:: What the task requires ::
Reproduce every line that appears below, precisely and completely.
*** Opening Input for this task ***
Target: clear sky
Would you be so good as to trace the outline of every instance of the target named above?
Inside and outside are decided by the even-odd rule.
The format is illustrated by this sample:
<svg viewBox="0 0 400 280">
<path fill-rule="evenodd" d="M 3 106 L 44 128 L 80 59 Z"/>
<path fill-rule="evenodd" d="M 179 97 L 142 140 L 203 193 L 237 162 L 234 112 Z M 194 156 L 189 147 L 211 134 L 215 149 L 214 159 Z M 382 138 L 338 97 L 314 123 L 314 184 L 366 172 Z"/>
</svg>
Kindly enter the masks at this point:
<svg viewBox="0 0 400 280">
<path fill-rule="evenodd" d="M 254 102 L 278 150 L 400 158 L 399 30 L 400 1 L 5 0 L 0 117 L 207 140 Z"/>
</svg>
*** Closing Input for this task ***
:: Answer for this exercise ::
Target: clear sky
Would you be so good as to trace the outline of every instance of the target named above?
Inside and outside are decided by the even-odd rule.
The format is illustrated by this sample:
<svg viewBox="0 0 400 280">
<path fill-rule="evenodd" d="M 3 106 L 44 128 L 80 59 Z"/>
<path fill-rule="evenodd" d="M 179 97 L 142 140 L 203 193 L 237 162 L 234 112 Z M 194 156 L 189 147 L 211 134 L 215 149 L 214 159 Z M 382 138 L 338 97 L 314 123 L 314 184 L 366 172 Z"/>
</svg>
Kindly enter the masks at this point:
<svg viewBox="0 0 400 280">
<path fill-rule="evenodd" d="M 254 102 L 278 150 L 400 158 L 399 30 L 400 1 L 5 0 L 0 117 L 207 140 Z"/>
</svg>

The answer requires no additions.